↓↓↓
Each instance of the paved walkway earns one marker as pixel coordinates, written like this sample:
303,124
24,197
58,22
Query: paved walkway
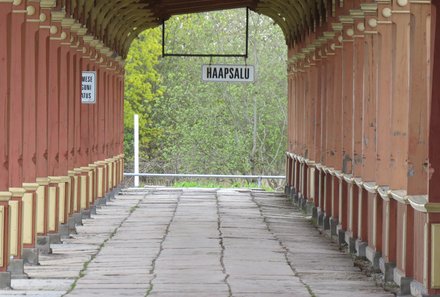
194,242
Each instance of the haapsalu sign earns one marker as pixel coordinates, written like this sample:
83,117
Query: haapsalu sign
228,73
88,87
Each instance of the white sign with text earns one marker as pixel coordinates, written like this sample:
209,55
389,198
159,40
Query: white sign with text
228,73
88,87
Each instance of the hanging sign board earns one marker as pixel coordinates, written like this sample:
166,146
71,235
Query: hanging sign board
88,87
228,73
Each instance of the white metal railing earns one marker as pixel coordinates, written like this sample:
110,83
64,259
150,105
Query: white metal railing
259,178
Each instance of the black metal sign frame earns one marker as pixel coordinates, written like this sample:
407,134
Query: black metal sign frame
245,55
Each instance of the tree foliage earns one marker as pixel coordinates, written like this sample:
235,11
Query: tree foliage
190,126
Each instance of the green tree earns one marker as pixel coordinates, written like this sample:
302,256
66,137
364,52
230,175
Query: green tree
143,91
220,127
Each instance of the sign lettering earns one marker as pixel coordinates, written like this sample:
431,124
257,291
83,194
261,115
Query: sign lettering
228,73
88,87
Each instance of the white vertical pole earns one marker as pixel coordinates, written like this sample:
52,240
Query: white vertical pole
136,149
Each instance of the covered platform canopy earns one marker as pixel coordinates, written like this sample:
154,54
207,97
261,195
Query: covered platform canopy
363,119
117,23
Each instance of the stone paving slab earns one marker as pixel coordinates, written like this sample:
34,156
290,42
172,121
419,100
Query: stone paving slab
162,242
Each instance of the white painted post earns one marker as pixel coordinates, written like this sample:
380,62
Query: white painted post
136,149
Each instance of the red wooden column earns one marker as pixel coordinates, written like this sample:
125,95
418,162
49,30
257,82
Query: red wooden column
76,172
16,120
358,79
399,139
30,133
64,94
56,60
384,28
314,94
372,223
330,128
418,129
87,168
347,115
433,227
85,132
338,132
322,131
5,195
42,119
101,127
71,77
317,128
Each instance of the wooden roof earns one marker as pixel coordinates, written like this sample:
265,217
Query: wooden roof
118,22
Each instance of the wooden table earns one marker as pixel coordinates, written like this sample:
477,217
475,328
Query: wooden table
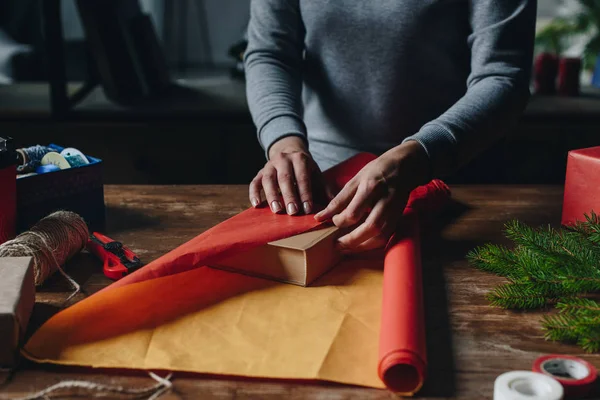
469,343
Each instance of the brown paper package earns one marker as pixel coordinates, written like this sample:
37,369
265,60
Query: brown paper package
298,260
17,297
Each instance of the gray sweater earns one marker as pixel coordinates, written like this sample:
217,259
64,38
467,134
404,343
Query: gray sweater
352,76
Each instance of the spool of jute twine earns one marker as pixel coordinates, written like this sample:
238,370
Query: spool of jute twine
51,242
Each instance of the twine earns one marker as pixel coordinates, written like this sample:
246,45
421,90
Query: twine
51,242
162,386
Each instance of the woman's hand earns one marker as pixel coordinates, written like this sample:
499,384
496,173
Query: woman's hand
288,176
375,198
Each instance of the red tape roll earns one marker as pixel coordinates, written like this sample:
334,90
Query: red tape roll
577,376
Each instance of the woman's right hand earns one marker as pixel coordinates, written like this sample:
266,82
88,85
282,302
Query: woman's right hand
287,179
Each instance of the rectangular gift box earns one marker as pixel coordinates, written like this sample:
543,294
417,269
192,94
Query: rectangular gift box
298,260
582,185
17,297
79,189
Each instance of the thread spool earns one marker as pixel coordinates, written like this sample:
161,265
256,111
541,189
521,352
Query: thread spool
30,157
52,241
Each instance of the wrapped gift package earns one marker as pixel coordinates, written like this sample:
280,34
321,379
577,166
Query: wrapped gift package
17,297
299,259
582,185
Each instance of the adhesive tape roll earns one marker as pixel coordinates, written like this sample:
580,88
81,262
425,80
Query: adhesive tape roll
56,159
75,161
71,151
44,169
577,376
527,385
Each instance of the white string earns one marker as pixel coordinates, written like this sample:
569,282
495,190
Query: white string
162,386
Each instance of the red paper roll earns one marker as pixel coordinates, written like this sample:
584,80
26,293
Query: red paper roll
577,376
402,347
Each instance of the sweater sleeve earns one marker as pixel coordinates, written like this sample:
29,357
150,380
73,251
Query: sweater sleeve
497,92
273,63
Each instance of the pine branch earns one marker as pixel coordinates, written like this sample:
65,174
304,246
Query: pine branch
550,266
495,259
518,296
576,306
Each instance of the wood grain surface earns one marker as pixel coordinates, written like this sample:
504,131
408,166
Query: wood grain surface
469,342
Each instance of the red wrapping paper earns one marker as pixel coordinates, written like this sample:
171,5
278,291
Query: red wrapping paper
402,340
402,348
582,191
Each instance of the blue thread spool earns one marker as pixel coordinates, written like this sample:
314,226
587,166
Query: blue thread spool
31,157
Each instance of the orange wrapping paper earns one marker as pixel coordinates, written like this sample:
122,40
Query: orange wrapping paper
175,314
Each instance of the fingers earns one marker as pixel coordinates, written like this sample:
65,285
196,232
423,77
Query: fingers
375,225
270,187
254,190
376,242
338,203
355,211
302,172
285,179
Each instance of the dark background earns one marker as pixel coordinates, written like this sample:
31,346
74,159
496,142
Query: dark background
207,136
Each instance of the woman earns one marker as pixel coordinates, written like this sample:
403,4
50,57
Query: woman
425,84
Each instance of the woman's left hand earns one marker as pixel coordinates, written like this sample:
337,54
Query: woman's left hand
374,200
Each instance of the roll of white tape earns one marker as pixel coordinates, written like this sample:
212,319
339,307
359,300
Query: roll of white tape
527,385
70,152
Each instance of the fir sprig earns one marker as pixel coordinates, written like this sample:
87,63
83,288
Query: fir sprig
549,266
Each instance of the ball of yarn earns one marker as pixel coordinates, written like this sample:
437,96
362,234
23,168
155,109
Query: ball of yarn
51,242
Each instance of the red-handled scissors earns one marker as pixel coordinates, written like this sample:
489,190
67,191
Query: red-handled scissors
118,260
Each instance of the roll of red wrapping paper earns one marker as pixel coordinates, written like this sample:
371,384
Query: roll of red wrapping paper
402,348
576,376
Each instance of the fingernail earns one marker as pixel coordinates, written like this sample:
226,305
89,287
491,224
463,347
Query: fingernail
275,206
306,207
292,209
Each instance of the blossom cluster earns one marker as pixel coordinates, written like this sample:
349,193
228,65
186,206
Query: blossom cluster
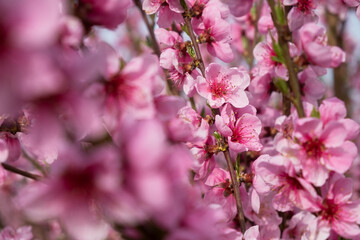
178,120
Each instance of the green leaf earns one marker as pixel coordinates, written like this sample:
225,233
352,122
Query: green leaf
278,51
217,135
183,4
280,16
202,114
282,85
191,51
184,28
315,113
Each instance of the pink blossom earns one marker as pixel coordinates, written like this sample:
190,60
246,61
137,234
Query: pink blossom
322,149
21,233
354,3
314,43
221,192
215,32
108,13
174,56
29,24
259,208
152,6
242,130
131,90
301,13
333,109
264,53
304,225
10,149
277,174
338,212
80,190
239,10
312,87
189,127
224,85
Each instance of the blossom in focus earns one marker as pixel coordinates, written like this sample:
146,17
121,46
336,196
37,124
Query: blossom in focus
223,85
242,129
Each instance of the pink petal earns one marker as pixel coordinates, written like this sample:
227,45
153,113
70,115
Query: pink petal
333,135
340,159
222,127
345,229
221,50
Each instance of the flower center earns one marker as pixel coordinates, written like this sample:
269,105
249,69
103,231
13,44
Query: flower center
328,210
314,148
305,6
218,89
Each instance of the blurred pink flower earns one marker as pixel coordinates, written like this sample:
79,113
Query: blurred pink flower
224,85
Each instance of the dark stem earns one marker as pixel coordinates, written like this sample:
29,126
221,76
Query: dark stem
20,172
284,36
336,38
256,35
235,182
195,44
155,46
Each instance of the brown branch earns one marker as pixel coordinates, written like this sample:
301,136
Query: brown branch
195,44
155,46
20,172
335,37
284,36
236,186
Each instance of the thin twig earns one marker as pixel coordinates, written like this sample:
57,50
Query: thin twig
20,172
283,36
195,44
336,38
236,186
155,46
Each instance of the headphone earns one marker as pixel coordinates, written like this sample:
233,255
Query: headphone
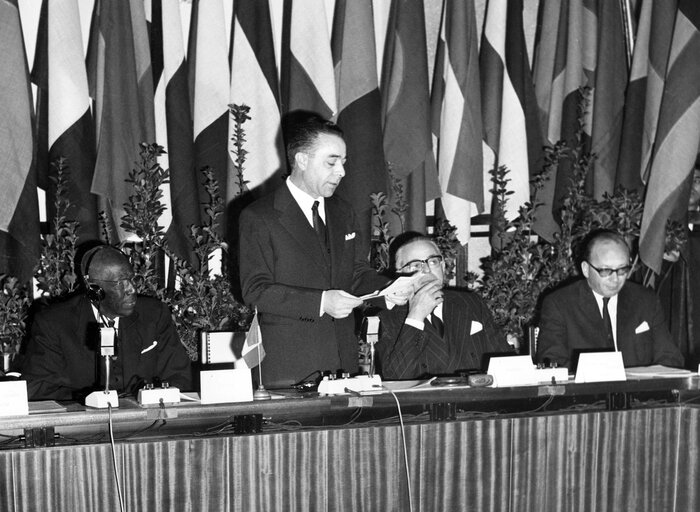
↑↑↑
▸ YOUR GOAL: Please find how many lines of the entries above include the string "headphone", giving the number and nothing else.

▸ TASK RESULT: 2